• _Excerpt to read_
|---|

Effective product configurations are required to achieve successful clinical outcomes, but it is unrealistic to expect manufacturers to introduce a new product and have it instantly meet everyone’s needs, and none of us is likely to know everything we should about our clients, products and effective configurations. Like it or not, we are all in this together.

How can we collectively take advantage of the benefits of a user-centered, iterative design process that is so essential to providing high usability with other types of products? Open CRT is a collaborative effort to identify effective configurations of custom mobility products for specific user populations through the sharing of practice-based evidence obtained during service delivery. Practice-based evidence is developed, refined and implemented during the provision of CRT/services to a specific population of users in a variety of settings. It is accrued every time we critically assess how to effectively ensure a given product provided in a specific configuration meets the needs of a particular user.

The goal of Open CRT is not to make manufacturers relinquish control over product development to the masses. And Open CRT isn’t just about manufacturers. Manufacturers don’t have a chance of knowing how their products are going to meet the needs of all these different, diverse populations. They just need to be aware that they’re never going to hit it out of the ballpark — and even if they do hit it out of the ballpark, it’s only the first inning of the game, and change is always going to be inevitable, just because this is such a complex situation.

This also isn’t some idealistic movement where all the manufacturers get together, hold hands and sing “Kumbaya.” It may mean questioning the status quo, but isn’t that what evidence-based practice and outcome measures intend to do in the first place?

Open CRT is about taking advantage of the tools of the information age to collectively identify which configurations of products may work best for specific populations. And it’s not just up to manufacturers to make that happen.

Regardless of whether you are a complex rehab supplier, a clinician or an end user of a complex rehab product, we have to be able to identify what’s working, as well as what’s not working.

If we’ve identified an effective configuration that solves a particularly challenging problem that we suspect others will also encounter, I believe we have an obligation to disseminate what we’ve learned. By taking that extra effort to put something out there, everyone benefits. Ideally, we would put it out there in a forum where others can ask questions or make suggestions.

As I identify specific configurations that work for my clients with ALS, I’ll request the same things as custom options from the manufacturer the next time. That not only makes life easier for me, but I’ve also put something out there that anyone can build upon.

Conferences like the RESNA/NCART one in July strike me as the ideal forum to exchange that type of information. While we can learn some things through workshops, the opportunity to engage manufacturers and exchange information with others is where Open CRT can have its greatest impact. If all goes as planned, some of the custom options that originated in my clinic will appear in the exhibition area. It creates a unique opportunity for others to determine for themselves if my solutions will work for their populations.

Another important tool we are not taking advantage of is the Internet. A great example of Open CRT in action is CareCure Community [http://sci.rutgers.edu/]. Much of the content is from ultralight end users who post about their experiences with products. But there’s nothing really comparable for other forms of CRT, and we’re in trouble if that’s the case. If we don’t have effective products, we’re not going to have successful outcomes. And if we don’t have successful outcomes, how do we justify our services?

Editor’s Note: Opinions in this article are those of the author and do not represent official policy or positions of the Department of Veterans Affairs.

|---|

Referring expression grounding data
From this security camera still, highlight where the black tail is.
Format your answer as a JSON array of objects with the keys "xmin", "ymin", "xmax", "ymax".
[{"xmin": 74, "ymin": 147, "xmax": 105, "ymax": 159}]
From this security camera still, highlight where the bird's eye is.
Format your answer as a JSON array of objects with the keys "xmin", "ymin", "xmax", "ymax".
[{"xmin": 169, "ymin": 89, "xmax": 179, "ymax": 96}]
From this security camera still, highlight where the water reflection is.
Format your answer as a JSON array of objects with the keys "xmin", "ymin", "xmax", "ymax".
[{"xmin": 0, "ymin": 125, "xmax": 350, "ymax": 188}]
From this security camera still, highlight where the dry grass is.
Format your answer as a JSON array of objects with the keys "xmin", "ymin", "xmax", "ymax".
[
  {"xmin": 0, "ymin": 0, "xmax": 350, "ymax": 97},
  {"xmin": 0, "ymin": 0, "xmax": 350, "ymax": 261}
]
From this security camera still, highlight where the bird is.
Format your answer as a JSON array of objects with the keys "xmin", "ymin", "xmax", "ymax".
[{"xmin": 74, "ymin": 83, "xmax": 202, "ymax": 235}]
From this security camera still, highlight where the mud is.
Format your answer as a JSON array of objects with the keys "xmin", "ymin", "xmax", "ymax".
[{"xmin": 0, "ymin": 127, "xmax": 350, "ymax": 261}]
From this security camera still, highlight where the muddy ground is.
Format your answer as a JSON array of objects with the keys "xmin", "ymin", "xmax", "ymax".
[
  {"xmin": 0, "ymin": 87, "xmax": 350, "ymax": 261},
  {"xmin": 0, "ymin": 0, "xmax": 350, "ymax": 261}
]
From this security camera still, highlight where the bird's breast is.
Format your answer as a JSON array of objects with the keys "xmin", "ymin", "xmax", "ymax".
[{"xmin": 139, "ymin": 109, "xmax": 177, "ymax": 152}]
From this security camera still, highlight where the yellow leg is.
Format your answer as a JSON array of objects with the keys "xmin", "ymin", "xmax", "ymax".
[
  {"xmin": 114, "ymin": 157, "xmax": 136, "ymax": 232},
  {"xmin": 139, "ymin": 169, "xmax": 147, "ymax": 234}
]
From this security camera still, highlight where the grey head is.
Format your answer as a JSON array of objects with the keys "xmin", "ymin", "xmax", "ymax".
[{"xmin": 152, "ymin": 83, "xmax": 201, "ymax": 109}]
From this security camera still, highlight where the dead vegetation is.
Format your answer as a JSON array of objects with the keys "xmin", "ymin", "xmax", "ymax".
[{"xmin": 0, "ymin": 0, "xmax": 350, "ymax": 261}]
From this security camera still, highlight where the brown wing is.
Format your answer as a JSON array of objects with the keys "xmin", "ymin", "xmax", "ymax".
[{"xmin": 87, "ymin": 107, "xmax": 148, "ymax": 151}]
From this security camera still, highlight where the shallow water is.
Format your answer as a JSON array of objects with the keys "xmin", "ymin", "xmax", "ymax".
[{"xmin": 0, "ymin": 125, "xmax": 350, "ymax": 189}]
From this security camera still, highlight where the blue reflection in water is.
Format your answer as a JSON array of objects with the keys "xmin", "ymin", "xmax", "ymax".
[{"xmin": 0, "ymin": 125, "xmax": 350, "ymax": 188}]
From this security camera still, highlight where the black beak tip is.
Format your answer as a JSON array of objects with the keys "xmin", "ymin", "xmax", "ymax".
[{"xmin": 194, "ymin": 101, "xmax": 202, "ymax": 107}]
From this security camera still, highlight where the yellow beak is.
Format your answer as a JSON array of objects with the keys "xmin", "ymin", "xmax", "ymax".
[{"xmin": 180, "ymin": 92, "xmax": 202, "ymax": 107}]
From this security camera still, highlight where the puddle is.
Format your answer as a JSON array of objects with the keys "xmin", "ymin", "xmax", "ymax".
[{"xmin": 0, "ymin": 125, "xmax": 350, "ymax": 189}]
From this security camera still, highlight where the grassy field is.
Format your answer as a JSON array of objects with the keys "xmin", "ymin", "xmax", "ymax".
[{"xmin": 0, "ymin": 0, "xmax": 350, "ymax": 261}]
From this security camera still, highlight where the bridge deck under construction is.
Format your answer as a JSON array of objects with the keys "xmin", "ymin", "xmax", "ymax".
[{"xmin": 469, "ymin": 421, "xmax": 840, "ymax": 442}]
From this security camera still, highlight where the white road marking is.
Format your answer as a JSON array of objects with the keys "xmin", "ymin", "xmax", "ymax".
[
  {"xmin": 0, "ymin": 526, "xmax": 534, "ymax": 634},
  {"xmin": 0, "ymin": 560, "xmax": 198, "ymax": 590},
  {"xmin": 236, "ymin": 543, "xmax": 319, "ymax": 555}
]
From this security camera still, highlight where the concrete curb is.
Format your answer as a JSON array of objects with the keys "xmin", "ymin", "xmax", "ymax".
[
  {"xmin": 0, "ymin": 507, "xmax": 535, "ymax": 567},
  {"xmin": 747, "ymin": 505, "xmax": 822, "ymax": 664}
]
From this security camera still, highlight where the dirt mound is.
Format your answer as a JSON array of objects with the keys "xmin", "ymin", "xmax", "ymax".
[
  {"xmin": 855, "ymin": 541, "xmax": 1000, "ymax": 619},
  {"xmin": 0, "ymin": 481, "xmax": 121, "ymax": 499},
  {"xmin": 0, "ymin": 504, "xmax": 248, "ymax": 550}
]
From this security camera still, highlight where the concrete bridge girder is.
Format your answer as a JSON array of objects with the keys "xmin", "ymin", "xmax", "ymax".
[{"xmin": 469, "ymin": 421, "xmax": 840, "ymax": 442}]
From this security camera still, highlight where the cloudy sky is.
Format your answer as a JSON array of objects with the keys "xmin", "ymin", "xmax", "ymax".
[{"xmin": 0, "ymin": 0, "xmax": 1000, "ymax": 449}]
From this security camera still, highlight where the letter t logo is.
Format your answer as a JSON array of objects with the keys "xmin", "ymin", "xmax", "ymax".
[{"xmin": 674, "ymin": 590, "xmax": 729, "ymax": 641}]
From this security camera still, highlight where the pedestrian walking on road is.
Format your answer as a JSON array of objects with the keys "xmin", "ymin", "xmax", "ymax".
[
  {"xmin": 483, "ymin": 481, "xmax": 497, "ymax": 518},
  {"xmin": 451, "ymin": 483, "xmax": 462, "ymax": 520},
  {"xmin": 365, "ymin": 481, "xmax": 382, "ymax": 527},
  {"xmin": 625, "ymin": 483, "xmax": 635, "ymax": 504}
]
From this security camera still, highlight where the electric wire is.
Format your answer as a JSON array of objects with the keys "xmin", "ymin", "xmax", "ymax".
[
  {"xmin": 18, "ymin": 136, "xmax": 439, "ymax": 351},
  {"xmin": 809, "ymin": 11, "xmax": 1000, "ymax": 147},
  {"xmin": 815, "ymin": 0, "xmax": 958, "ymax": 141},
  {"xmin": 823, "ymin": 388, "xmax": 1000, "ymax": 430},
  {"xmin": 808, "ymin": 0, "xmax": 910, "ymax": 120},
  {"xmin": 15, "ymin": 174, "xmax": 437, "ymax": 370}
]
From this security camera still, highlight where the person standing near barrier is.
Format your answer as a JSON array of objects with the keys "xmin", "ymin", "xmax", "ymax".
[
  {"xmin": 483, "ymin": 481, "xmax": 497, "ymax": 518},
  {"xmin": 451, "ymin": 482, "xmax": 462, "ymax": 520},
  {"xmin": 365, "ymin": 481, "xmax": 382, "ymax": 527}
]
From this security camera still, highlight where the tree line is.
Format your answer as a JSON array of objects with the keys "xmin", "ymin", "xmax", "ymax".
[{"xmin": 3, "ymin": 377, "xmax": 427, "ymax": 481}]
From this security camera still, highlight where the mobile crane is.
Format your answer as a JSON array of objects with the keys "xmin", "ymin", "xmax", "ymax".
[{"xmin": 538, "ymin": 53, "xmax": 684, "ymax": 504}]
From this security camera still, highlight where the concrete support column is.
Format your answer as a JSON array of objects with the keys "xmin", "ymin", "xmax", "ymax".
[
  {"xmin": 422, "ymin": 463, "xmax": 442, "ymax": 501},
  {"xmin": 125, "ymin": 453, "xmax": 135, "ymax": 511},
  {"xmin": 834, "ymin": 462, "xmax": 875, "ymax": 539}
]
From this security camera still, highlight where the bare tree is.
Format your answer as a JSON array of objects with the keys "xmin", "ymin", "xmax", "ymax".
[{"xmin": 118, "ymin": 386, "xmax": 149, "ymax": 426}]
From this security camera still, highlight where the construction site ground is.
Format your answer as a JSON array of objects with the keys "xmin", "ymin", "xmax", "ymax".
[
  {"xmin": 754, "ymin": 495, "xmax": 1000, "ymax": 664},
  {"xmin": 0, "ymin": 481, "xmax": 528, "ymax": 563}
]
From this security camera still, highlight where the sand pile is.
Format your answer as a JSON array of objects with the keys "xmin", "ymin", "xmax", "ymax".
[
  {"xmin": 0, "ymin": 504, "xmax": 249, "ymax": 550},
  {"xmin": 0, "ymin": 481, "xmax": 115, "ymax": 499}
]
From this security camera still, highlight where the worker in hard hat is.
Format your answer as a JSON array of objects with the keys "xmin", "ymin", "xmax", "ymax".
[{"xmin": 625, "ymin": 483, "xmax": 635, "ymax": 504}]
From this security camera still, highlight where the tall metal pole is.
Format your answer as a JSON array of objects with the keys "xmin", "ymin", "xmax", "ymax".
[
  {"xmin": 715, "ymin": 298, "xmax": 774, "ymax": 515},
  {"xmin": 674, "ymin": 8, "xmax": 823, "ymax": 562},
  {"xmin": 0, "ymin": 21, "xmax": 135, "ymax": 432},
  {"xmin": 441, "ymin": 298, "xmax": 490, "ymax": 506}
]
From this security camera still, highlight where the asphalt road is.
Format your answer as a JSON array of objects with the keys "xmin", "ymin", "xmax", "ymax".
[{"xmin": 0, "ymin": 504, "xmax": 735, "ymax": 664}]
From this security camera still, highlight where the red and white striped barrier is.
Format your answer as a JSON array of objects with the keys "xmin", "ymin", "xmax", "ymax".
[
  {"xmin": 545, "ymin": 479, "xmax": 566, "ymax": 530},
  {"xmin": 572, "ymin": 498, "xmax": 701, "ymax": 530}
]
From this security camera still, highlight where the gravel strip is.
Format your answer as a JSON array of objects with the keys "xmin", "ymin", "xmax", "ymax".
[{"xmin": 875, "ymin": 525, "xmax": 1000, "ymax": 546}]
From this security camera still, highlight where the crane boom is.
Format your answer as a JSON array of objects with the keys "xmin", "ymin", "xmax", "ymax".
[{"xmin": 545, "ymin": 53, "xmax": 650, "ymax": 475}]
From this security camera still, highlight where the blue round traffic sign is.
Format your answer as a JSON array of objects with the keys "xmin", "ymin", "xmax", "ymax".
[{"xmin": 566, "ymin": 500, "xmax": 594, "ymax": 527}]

|---|

• _About this task_
Please reproduce the passage of the Open CRT article that opens with the words containing "Open CRT is about" and closes with "make that happen.".

• _Problem solution_
Open CRT is about taking advantage of the tools of the information age to collectively identify which configurations of products may work best for specific populations. And it’s not just up to manufacturers to make that happen.